El lenguaje del conflicto. Aquí se ha mineralizado todo, y más aún el lenguaje público, que sigue fijado en categorías cansadas: Polarización, juego suma-cero, dilema electoral, negociación, acumulación de fuerzas, presión (máxima), incentivos… Sería ridículo pretender prescindir de ese diccionario, pero es evidente que, como la Real Academia, hace falta “fijar y dar esplendor” a esos vocablos que todos usan sin querer decir lo mismo. Repolitizar es en definitiva eso: darle significado nuevo y común a los instrumentos de la política. Y el sentido de las palabras viene de la acción, no únicamente de peroraciones eruditas o modelos académicos.

Acción, no reacción. Se nos olvidó qué hacen los políticos. Se nos olvidó que la política es una práctica, como la medicina es una práctica que necesariamente está informada de unos saberes específicos pero que no puede prescindir del paciente en carne y hueso. Justo en este momento de desafección política es que están apareciendo los lugares en que hay que hacer política: esos lugares apenas visibles, bien alejados de la gran épica, en donde se pueden confrontar, en la práctica, los proyectos, las intenciones y los intereses de las partes.

Un efecto predecible como un boomerang. En el afán del chavismo de hegemonizar la vida pública colonizando todas las instituciones y arruinándolas, está contenida la despolitización que ahora corroe su propia base de dominación. El efecto inesperado sobrepasó a los beneficios de esa concepción del poder. Mandan pero no gobiernan, se diría. Desarmaron el juguete, lo destriparon, se desaparecieron las piezas y no sirve para nada. Y ahí está, para usar el lenguaje deslucido, el incentivo para abrir el juego político en la escala en que es posible ahora hacerlo. Es la lógica detrás de la idea de definir espacios para plantear negociaciones parciales que repoliticen, en el doble sentido de que vuelvan a mostrar que la política sirve para disputar el poder en distintas escalas -y no solo en la gran escala del cambio político-,  y de que el poder político sirve para conectar a la gente con el bienestar y no con la dominación.

Tareas por realizar —
a) Responda brevemente, con base en el texto sobre la repolitización:
(i) ¿De dónde viene el sentido de las palabras?
(ii) ¿Con qué otra práctica se compara la política?
(iii) ¿Qué se diría de quienes, según el texto, ejercen el poder?
b) Prosiga el texto sobre la repolitización a partir de su última oración, manteniendo el mismo tono.

Ítems listados —
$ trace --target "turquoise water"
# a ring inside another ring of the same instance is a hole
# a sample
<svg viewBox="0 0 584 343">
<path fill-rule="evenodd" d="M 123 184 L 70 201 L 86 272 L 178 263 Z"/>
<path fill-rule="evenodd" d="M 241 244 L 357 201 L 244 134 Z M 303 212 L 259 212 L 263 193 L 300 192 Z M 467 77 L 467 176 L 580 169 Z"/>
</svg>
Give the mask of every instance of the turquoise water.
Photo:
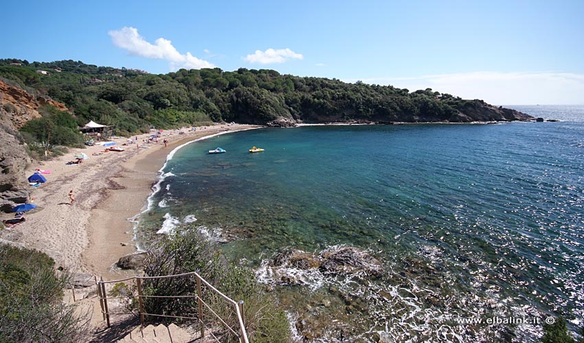
<svg viewBox="0 0 584 343">
<path fill-rule="evenodd" d="M 548 117 L 536 110 L 528 113 Z M 457 320 L 559 314 L 572 328 L 583 322 L 584 108 L 570 113 L 570 122 L 213 137 L 168 161 L 142 229 L 194 222 L 227 241 L 228 256 L 254 268 L 297 334 L 315 342 L 535 342 L 540 325 Z M 265 151 L 250 154 L 253 145 Z M 227 152 L 207 154 L 218 146 Z M 381 261 L 383 273 L 269 263 L 286 249 L 347 246 Z"/>
</svg>

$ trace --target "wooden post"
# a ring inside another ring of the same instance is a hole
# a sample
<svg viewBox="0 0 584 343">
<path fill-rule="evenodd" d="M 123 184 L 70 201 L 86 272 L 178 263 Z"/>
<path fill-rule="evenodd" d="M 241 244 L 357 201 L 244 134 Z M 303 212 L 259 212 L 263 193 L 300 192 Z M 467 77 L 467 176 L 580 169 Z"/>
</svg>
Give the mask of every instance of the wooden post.
<svg viewBox="0 0 584 343">
<path fill-rule="evenodd" d="M 104 307 L 105 307 L 105 320 L 107 322 L 107 327 L 111 327 L 109 323 L 109 310 L 107 309 L 107 294 L 105 292 L 105 283 L 102 283 L 102 294 L 104 296 Z"/>
<path fill-rule="evenodd" d="M 245 316 L 243 316 L 243 300 L 239 300 L 237 302 L 237 307 L 239 307 L 239 314 L 241 314 L 241 321 L 243 322 L 243 324 L 245 325 Z M 241 343 L 245 343 L 245 339 L 244 338 L 243 333 L 243 328 L 239 328 L 241 331 L 241 336 L 239 338 L 239 342 Z"/>
<path fill-rule="evenodd" d="M 237 307 L 239 307 L 239 313 L 241 314 L 241 320 L 243 322 L 243 324 L 245 325 L 245 316 L 243 316 L 243 300 L 238 301 Z"/>
<path fill-rule="evenodd" d="M 142 302 L 142 281 L 136 277 L 136 285 L 138 286 L 138 304 L 140 307 L 140 322 L 144 326 L 144 305 Z"/>
<path fill-rule="evenodd" d="M 105 308 L 104 307 L 104 296 L 102 294 L 102 284 L 101 281 L 103 279 L 100 277 L 100 282 L 98 282 L 98 276 L 96 276 L 96 287 L 98 290 L 98 296 L 100 297 L 100 307 L 102 308 L 102 316 L 103 317 L 103 320 L 105 320 Z"/>
<path fill-rule="evenodd" d="M 201 300 L 201 280 L 196 278 L 196 302 L 199 305 L 199 320 L 201 322 L 201 338 L 205 337 L 205 324 L 203 323 L 203 300 Z"/>
</svg>

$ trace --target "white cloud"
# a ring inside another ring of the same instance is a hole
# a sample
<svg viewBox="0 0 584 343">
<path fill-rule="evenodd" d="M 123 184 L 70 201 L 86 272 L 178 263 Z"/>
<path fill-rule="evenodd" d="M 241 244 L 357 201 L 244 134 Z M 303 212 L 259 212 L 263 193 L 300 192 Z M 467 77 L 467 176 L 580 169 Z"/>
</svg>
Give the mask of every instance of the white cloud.
<svg viewBox="0 0 584 343">
<path fill-rule="evenodd" d="M 361 80 L 410 91 L 431 88 L 463 99 L 482 99 L 495 105 L 581 104 L 584 102 L 584 74 L 571 73 L 476 71 Z"/>
<path fill-rule="evenodd" d="M 116 47 L 126 50 L 132 55 L 166 60 L 169 62 L 170 69 L 173 71 L 181 68 L 200 69 L 215 67 L 212 63 L 194 57 L 190 52 L 185 54 L 179 53 L 168 39 L 159 38 L 155 41 L 155 44 L 151 44 L 140 36 L 138 29 L 134 27 L 124 26 L 118 30 L 111 30 L 108 34 Z"/>
<path fill-rule="evenodd" d="M 269 64 L 271 63 L 284 63 L 289 59 L 302 60 L 304 58 L 302 54 L 296 54 L 292 50 L 286 49 L 274 49 L 269 48 L 265 51 L 256 50 L 253 55 L 247 55 L 243 58 L 244 60 L 249 63 L 260 63 L 261 64 Z"/>
</svg>

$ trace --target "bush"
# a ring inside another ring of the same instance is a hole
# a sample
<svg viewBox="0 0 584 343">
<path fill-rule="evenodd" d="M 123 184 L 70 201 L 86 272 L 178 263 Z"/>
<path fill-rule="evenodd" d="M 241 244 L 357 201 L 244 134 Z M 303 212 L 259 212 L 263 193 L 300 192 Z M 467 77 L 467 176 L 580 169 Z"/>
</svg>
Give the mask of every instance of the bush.
<svg viewBox="0 0 584 343">
<path fill-rule="evenodd" d="M 273 296 L 262 292 L 253 272 L 227 263 L 217 245 L 194 229 L 178 230 L 155 243 L 146 258 L 144 272 L 148 276 L 196 272 L 232 299 L 244 301 L 250 342 L 289 340 L 290 327 L 285 313 L 278 309 Z M 144 295 L 187 296 L 196 294 L 196 282 L 194 277 L 145 279 L 143 287 Z M 206 287 L 201 291 L 203 301 L 231 327 L 239 327 L 232 305 Z M 199 318 L 195 298 L 145 298 L 144 303 L 144 310 L 150 314 Z M 205 309 L 203 317 L 205 322 L 211 322 L 214 328 L 220 330 L 214 334 L 221 342 L 236 342 L 212 314 Z"/>
<path fill-rule="evenodd" d="M 35 250 L 0 244 L 0 342 L 76 342 L 87 333 L 87 314 L 62 303 L 69 280 Z"/>
</svg>

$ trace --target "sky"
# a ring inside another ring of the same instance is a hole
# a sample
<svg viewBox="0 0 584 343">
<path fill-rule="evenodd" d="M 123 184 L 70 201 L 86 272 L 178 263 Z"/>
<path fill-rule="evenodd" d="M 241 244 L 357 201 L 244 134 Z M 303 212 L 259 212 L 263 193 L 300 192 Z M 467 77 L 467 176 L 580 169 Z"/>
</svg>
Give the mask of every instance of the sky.
<svg viewBox="0 0 584 343">
<path fill-rule="evenodd" d="M 584 1 L 3 4 L 0 58 L 275 69 L 495 105 L 584 104 Z"/>
</svg>

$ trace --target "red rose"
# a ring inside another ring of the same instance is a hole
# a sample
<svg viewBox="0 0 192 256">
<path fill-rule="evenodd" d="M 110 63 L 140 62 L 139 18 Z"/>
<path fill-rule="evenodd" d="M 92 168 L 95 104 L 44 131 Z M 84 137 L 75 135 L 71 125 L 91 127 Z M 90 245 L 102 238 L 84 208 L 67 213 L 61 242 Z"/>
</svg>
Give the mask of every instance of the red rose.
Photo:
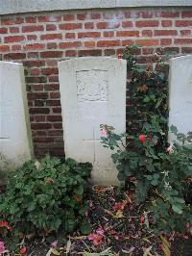
<svg viewBox="0 0 192 256">
<path fill-rule="evenodd" d="M 145 222 L 145 217 L 144 217 L 144 216 L 141 216 L 141 217 L 140 217 L 140 222 L 141 222 L 141 223 L 144 223 L 144 222 Z"/>
<path fill-rule="evenodd" d="M 146 141 L 146 136 L 144 134 L 141 134 L 141 135 L 139 135 L 138 139 L 141 141 L 141 143 L 143 143 Z"/>
<path fill-rule="evenodd" d="M 118 57 L 118 59 L 122 59 L 123 54 L 120 53 L 120 54 L 117 55 L 117 57 Z"/>
<path fill-rule="evenodd" d="M 19 250 L 20 254 L 25 254 L 26 251 L 27 251 L 27 248 L 26 248 L 26 247 L 22 247 L 22 248 L 20 248 L 20 250 Z"/>
</svg>

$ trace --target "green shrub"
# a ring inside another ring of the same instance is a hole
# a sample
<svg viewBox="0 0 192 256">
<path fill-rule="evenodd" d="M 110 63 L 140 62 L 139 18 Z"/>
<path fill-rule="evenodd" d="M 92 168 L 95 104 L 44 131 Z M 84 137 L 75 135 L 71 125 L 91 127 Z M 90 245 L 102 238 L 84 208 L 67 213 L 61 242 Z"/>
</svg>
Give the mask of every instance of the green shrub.
<svg viewBox="0 0 192 256">
<path fill-rule="evenodd" d="M 192 222 L 192 208 L 186 198 L 191 187 L 192 136 L 180 134 L 172 126 L 180 143 L 169 146 L 167 67 L 162 62 L 155 68 L 136 64 L 133 49 L 128 47 L 123 53 L 131 68 L 127 133 L 115 134 L 113 127 L 105 125 L 101 128 L 108 131 L 108 137 L 102 141 L 104 146 L 115 150 L 111 157 L 118 179 L 127 187 L 135 187 L 137 204 L 149 204 L 156 231 L 181 232 L 187 221 Z"/>
<path fill-rule="evenodd" d="M 92 166 L 47 156 L 16 169 L 0 195 L 1 219 L 13 234 L 66 233 L 80 226 L 87 209 L 85 191 Z"/>
</svg>

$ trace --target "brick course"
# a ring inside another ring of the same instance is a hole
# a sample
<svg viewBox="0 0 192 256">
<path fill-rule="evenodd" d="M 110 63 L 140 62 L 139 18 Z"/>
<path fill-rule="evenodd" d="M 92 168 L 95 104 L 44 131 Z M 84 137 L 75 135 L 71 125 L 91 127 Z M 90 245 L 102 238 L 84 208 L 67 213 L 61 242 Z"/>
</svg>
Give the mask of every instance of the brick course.
<svg viewBox="0 0 192 256">
<path fill-rule="evenodd" d="M 58 62 L 117 56 L 138 43 L 138 62 L 156 52 L 192 54 L 192 8 L 135 8 L 4 15 L 0 57 L 23 63 L 35 153 L 63 157 Z M 129 100 L 128 100 L 129 104 Z"/>
</svg>

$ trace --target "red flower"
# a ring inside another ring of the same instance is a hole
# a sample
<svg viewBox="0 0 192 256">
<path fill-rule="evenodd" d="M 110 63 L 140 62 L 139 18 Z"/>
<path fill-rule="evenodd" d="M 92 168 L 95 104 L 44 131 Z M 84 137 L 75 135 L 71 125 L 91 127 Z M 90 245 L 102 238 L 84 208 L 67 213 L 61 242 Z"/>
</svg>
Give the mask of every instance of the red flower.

Conjunto de respuestas —
a)
(i) De la acción.
(ii) Con la medicina.
(iii) Que mandan pero no gobiernan.

b)
Lo parcial, lo total, lo fractal. La enciclopedia de los casos de transición política es bastante gruesa y también sirve como arma arrojadiza en discusiones interminables acerca de cómo ocurrieron los cambios democratizadores en otros países y momentos. Los relatos formalizados que acaban siendo contenidos en libros, artículos o incluso narrativas de los protagonistas no dan cuenta nunca de la complejidad de esos procesos. Una cosa es cierta: las negociaciones que, tarde o temprano, componen toda transición política, no empiezan cuando los enviados se sientan frente a frente en una mesa. Son necesariamente un resultado, no un punto de partida. Vienen precedidas de un proceso largo de preparación, de medición de capacidades, de clarificación de la distancia entre lo que se quiere y lo que se puede obtener, de análisis de costos, y sobre todo, de conocimiento del adversario. Hoy aquí hay unas oportunidades para desarrollar ese músculo negociador. El Consejo Nacional Electoral, la materia salarial, la agenda presentada por Fedecámaras, el ámbito sanitario y la acción humanitaria. En todas estas agendas hay oportunidad de presionar y obtener avances institucionales, al tiempo que se recupera la confrontación política in loco, como dicen en lenguaje diplomático.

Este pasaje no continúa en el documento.